- **Consigne A**
Recopiez le passage de l'extrait sur l'étape du Tour qui va de « Avant le long » jusqu'à « quatre sur chute. », en substituant « grêle » à « pluie ».

- **Extrait**
* * *
Avant le long transfert en avion dans la soirée de dimanche vers le Périgord, d’où le Tour gagnera tranquillement le pied des Pyrénées, les 181 kilomètres parcourus entre Nantua et Chambéry ont été le théâtre d’une étape qui fera date. L’une de celles au cours desquelles on se délecte, avec un brin de culpabilité, du spectacle de cyclistes envoyés à l’abattoir.

Des descentes décisives

Comment désigner autrement cette succession de trois cols hors catégorie en une journée – une première depuis le Tour 2011 –, dont les descentes, déjà délicates sous le soleil, avaient été transformées par la pluie en longues planches savonneuses ? Col de la Biche, Grand Colombier, mont du Chat : trois canines qui promettaient de déchiqueter le peloton de 193 coureurs, désormais réduit à 181 unités. Sept ont fini hors délai, dont le Français Arnaud Démare ; cinq ont abandonné, dont quatre sur chute.
* * *
- **Consigne B**
Comptez les lignes des enregistrements qui contiennent la chaîne « feather », en respectant la casse, et donnez uniquement ce nombre.

- **Enregistrements**
* * *
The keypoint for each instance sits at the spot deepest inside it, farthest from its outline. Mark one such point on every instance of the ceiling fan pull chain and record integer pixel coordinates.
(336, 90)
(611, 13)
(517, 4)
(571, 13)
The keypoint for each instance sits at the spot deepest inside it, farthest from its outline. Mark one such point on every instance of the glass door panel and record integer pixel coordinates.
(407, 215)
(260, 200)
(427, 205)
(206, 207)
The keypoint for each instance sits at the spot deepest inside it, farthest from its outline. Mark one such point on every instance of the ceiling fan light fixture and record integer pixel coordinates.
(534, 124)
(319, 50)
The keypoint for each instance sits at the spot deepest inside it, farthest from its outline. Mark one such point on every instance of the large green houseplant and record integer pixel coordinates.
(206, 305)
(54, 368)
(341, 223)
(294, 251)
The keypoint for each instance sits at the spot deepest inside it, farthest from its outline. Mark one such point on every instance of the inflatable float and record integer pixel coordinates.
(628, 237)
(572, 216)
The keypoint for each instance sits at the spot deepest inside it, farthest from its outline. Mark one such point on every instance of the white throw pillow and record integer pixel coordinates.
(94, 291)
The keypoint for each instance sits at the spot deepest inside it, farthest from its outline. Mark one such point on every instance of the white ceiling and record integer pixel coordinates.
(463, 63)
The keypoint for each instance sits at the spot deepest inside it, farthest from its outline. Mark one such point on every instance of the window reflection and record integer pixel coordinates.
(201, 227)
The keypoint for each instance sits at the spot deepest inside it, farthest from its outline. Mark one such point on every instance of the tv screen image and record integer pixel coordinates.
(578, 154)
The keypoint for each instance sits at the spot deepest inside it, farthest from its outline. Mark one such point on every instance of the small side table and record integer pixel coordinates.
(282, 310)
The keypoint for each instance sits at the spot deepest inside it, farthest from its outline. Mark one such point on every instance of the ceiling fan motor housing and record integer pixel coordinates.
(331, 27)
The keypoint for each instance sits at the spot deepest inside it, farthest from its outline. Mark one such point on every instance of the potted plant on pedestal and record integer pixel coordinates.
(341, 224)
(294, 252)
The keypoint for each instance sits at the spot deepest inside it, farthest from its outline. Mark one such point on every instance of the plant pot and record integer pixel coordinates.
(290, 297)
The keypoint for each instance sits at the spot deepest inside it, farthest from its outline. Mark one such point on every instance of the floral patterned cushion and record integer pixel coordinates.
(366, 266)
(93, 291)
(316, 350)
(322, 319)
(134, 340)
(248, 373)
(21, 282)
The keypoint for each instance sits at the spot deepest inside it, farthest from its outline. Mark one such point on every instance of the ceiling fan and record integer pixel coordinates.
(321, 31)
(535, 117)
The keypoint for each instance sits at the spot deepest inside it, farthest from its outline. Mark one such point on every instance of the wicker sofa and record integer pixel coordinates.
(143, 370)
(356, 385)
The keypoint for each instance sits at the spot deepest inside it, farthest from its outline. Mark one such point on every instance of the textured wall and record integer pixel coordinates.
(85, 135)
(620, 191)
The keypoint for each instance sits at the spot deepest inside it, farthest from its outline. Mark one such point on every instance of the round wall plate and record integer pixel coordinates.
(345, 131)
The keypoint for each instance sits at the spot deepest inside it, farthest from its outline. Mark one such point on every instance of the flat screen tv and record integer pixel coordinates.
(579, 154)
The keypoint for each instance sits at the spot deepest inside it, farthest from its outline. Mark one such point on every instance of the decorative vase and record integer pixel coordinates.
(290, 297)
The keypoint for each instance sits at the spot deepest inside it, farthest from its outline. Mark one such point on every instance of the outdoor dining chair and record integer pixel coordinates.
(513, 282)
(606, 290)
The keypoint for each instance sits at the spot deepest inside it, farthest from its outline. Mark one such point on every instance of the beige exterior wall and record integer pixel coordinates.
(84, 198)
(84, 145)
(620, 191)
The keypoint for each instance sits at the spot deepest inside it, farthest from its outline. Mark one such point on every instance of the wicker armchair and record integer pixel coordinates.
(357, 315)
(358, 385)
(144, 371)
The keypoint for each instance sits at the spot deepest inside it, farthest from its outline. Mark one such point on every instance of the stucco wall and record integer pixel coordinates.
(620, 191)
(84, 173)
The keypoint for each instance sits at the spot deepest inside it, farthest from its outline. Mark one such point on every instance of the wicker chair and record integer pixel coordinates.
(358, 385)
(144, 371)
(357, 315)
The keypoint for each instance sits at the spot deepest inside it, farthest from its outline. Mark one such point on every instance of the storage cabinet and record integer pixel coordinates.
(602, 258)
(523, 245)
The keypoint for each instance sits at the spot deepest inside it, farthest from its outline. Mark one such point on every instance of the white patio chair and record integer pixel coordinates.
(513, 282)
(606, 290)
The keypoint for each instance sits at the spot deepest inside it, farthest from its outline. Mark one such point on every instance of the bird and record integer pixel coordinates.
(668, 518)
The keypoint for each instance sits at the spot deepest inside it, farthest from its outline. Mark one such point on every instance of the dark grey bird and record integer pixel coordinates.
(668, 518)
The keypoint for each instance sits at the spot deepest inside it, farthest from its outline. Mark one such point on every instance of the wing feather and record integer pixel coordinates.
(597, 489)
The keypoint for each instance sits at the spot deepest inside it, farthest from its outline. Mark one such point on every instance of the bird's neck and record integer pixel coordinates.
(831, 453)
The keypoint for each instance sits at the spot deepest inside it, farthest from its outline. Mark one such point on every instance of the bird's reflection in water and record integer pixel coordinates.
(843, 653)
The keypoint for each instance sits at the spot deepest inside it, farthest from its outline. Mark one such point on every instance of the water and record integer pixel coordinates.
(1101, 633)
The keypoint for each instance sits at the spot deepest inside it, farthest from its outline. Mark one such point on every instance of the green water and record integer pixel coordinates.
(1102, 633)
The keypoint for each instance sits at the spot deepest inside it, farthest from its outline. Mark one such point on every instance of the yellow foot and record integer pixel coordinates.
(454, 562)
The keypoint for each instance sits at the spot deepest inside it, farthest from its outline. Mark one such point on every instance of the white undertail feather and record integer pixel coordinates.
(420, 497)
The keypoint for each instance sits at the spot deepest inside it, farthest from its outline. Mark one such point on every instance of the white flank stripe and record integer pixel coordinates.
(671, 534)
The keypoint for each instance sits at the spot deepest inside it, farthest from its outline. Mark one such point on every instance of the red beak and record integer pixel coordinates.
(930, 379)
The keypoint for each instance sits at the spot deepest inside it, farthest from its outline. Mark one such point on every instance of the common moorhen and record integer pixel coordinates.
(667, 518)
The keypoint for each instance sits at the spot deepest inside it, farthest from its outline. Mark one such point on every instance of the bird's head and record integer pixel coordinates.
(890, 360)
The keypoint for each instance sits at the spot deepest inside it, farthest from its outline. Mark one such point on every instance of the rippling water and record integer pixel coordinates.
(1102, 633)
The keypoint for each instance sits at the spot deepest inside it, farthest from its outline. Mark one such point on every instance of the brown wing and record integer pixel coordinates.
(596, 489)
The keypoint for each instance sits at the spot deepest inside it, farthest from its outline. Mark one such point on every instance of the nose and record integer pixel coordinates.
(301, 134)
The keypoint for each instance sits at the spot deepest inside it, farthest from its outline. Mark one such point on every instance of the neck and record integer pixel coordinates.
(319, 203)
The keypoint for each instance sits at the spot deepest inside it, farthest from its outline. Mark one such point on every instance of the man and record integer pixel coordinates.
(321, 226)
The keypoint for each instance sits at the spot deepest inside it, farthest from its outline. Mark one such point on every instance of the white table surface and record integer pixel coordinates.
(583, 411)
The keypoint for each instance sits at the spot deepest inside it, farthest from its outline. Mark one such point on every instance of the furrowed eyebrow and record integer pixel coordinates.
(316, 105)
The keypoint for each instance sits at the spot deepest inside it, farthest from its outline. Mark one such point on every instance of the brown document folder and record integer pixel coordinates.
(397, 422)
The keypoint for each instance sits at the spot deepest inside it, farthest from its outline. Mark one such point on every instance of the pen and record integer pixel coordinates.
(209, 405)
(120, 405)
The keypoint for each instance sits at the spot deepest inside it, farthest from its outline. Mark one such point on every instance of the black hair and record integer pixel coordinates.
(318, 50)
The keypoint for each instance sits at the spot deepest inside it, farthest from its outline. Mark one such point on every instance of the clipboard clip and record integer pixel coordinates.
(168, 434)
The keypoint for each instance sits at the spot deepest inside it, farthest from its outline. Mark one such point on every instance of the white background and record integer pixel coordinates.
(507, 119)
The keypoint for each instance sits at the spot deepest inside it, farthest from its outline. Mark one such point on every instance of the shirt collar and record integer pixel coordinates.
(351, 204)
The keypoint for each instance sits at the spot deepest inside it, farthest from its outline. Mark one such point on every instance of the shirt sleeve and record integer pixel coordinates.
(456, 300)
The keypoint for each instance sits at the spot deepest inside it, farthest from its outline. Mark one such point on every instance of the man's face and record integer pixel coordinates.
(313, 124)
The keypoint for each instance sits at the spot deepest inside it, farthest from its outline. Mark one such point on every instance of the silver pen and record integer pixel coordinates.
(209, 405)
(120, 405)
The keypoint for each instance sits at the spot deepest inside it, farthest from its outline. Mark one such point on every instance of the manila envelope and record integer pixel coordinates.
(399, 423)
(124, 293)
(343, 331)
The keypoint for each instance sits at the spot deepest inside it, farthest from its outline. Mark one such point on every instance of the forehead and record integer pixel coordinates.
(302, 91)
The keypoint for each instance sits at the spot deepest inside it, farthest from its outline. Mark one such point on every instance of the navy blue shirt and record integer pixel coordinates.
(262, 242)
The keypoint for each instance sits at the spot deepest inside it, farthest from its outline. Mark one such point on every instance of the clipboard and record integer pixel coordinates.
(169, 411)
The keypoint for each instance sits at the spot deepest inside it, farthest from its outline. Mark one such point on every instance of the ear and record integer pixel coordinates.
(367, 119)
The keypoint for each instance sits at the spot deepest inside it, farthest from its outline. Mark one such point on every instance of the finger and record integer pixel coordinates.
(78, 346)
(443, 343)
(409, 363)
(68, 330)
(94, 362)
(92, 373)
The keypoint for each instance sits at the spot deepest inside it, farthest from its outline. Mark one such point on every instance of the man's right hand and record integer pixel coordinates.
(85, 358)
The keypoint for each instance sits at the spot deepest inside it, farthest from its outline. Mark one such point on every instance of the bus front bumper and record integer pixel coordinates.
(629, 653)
* * *
- **Réponse A**
Avant le long transfert en avion dans la soirée de dimanche vers le Périgord, d’où le Tour gagnera tranquillement le pied des Pyrénées, les 181 kilomètres parcourus entre Nantua et Chambéry ont été le théâtre d’une étape qui fera date. L’une de celles au cours desquelles on se délecte, avec un brin de culpabilité, du spectacle de cyclistes envoyés à l’abattoir.

Des descentes décisives

Comment désigner autrement cette succession de trois cols hors catégorie en une journée – une première depuis le Tour 2011 –, dont les descentes, déjà délicates sous le soleil, avaient été transformées par la grêle en longues planches savonneuses ? Col de la Biche, Grand Colombier, mont du Chat : trois canines qui promettaient de déchiqueter le peloton de 193 coureurs, désormais réduit à 181 unités. Sept ont fini hors délai, dont le Français Arnaud Démare ; cinq ont abandonné, dont quatre sur chute.

- **Réponse B**
2